Task brief >> Below are records; reproduce exactly the lines from the one containing "A test script needs to locate the rear quarter" through the end, both included, and only those.
-- START OF Given data --
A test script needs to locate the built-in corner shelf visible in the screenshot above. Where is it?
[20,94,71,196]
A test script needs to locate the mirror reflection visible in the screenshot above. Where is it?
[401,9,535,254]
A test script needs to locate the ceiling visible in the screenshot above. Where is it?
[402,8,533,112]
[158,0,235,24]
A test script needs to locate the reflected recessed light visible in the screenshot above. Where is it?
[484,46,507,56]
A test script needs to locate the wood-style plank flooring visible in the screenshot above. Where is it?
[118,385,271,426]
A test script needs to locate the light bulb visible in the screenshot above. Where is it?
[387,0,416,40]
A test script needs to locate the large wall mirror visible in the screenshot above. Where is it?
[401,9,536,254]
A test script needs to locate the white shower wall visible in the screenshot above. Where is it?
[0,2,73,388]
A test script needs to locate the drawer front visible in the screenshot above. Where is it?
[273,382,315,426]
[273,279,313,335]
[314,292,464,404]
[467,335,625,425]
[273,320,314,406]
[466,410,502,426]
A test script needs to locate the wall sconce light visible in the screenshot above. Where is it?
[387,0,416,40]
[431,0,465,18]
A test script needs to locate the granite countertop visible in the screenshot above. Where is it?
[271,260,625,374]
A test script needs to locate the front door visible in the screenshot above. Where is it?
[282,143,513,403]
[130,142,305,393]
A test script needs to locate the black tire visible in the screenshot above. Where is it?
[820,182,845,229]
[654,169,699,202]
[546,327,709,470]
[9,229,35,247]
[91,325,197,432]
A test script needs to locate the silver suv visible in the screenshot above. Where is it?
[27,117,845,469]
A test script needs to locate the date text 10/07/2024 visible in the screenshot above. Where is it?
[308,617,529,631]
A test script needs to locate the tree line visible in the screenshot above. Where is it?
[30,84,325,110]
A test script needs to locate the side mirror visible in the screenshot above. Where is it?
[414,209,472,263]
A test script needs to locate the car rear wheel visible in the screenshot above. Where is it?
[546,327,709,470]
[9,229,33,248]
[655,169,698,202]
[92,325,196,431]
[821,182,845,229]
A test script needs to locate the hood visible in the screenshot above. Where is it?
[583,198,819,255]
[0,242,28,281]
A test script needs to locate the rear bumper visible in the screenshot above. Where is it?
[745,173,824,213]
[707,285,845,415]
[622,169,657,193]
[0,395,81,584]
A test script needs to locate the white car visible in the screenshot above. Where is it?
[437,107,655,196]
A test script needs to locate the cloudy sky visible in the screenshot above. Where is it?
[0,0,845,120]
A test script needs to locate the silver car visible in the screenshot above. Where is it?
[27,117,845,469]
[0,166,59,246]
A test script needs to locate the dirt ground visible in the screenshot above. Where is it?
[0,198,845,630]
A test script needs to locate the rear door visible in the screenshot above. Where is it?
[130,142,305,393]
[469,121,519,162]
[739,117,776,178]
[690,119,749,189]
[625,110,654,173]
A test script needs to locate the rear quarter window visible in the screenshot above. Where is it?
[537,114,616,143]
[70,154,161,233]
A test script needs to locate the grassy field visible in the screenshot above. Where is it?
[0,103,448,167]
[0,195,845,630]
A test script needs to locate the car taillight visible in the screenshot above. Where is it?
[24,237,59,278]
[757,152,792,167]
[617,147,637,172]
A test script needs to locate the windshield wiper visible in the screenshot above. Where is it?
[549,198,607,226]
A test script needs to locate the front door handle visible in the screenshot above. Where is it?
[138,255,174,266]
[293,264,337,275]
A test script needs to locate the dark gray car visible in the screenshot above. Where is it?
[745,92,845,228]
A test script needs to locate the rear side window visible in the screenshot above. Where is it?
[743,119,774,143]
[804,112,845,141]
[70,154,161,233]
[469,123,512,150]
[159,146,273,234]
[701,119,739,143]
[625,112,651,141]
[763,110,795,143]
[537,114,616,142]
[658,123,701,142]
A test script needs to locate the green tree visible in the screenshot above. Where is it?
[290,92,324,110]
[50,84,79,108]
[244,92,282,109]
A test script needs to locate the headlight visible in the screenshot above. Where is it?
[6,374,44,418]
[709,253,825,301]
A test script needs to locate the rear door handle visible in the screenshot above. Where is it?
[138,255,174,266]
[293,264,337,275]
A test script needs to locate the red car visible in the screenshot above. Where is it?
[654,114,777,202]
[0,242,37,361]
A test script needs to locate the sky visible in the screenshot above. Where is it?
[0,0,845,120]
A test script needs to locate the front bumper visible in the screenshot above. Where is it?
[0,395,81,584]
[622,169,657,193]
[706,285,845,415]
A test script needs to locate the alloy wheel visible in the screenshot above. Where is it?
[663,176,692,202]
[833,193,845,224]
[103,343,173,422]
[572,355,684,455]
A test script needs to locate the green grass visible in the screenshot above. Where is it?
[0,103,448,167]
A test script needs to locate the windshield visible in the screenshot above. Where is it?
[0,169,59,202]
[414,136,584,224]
-- END OF Given data --
Right answer >>
A test script needs to locate the rear quarter window visible in the screenshot above. Where is it?
[537,114,616,143]
[70,154,161,233]
A test script needs to locate the grassy field visible in the screenshot above. Where is it?
[0,103,448,167]
[0,195,845,630]
A test script needs to locate the car taillight visible in the screenshot above. Where is it?
[24,237,59,278]
[757,152,792,167]
[617,147,637,172]
A test script needs to locate the windshield wiper visible in the screenshot above. Where is it?
[549,198,607,226]
A test script needs to locate the front door handle visible in the screenshot above. Where is it?
[138,255,174,266]
[293,264,337,275]
A test script needs to locate the dark gray car visible in the screenshot above. Where is it?
[745,92,845,228]
A test script needs to locate the rear side window visible in the screenshot above. Where is it?
[743,119,774,143]
[804,112,845,141]
[70,154,161,233]
[469,123,512,150]
[159,146,273,234]
[701,119,739,143]
[625,112,651,141]
[763,110,795,143]
[537,114,616,142]
[658,123,701,142]
A test script needs to locate the green tree visible in the screenshot above. Where is it?
[290,92,324,110]
[50,84,79,108]
[244,92,282,109]
A test script needs to locate the headlight visible in the screenshot above. Where is it?
[6,374,44,418]
[709,253,825,301]
A test script needs to locate the rear door handle visible in the screenshot above. Where is it?
[138,255,174,266]
[293,264,337,275]
A test script needs to locate the red car visible in the screenshot above. Where is it?
[654,114,777,202]
[0,242,37,361]
A test script needs to locate the sky visible in the screenshot above. Where is it?
[0,0,845,120]
A test script needs to locate the front bumper visible in the screenshot above. Where is it?
[0,395,81,584]
[622,169,657,193]
[706,285,845,415]
A test script needs to locate the alloy wheel visible in the screenshot above. Where is it?
[663,176,692,202]
[833,193,845,224]
[103,343,173,422]
[572,355,684,455]
A test script needs to locate the green grass visible in the screenshot above. Where is it?
[0,103,448,167]
A test script needs to locate the windshield visible in the screenshot above. Where is it?
[0,169,59,202]
[414,136,584,224]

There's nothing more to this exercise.